Data for analysis:

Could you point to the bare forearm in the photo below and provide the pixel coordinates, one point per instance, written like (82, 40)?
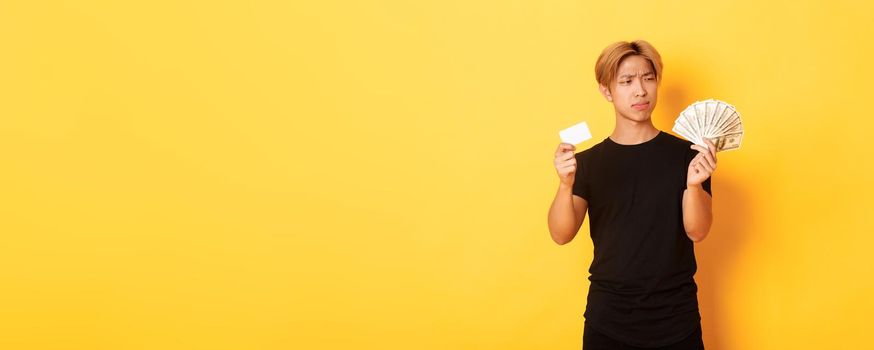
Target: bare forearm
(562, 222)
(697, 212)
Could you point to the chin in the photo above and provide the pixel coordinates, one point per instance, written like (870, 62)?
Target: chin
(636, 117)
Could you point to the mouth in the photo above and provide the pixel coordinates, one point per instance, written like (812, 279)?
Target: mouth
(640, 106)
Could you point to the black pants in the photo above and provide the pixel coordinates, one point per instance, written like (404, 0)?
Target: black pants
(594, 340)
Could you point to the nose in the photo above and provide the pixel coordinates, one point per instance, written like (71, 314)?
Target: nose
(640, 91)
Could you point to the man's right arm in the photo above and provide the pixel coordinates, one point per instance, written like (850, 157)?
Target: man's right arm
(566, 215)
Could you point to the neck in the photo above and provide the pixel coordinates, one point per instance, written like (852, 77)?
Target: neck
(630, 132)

Work to complete:
Set down all records verbatim, omitting images.

Written reply:
Could you point to the bare forearm in the photo below and provide the pixel coordinates, one point per instance, written like (82, 40)?
Target: bare forearm
(562, 222)
(697, 212)
Could you point to the chin in the photo above and provide the pixel coordinates, one point per instance, written like (870, 62)?
Target: chin
(636, 117)
Could you point to the mouth in the photo above and provide the pixel coordinates, one point per instance, written like (812, 279)?
Target: mouth
(640, 106)
Could you point to the black pants in the photo above and provide the pixel coordinates, one point per instance, written like (404, 0)?
Target: black pants
(594, 340)
Could you point to the nose in the photo above and provide the pixel coordinates, one point per instance, written like (71, 314)?
Target: nose
(640, 91)
Could you point to the man's right arm in the photo above and provide the pixel coordinates, one point per instance, written like (850, 157)?
Target: man's right arm
(566, 215)
Could you point to the neck in the photo above and provide the pixel coordinates, one point per instance, written like (852, 77)?
Target: neck
(630, 132)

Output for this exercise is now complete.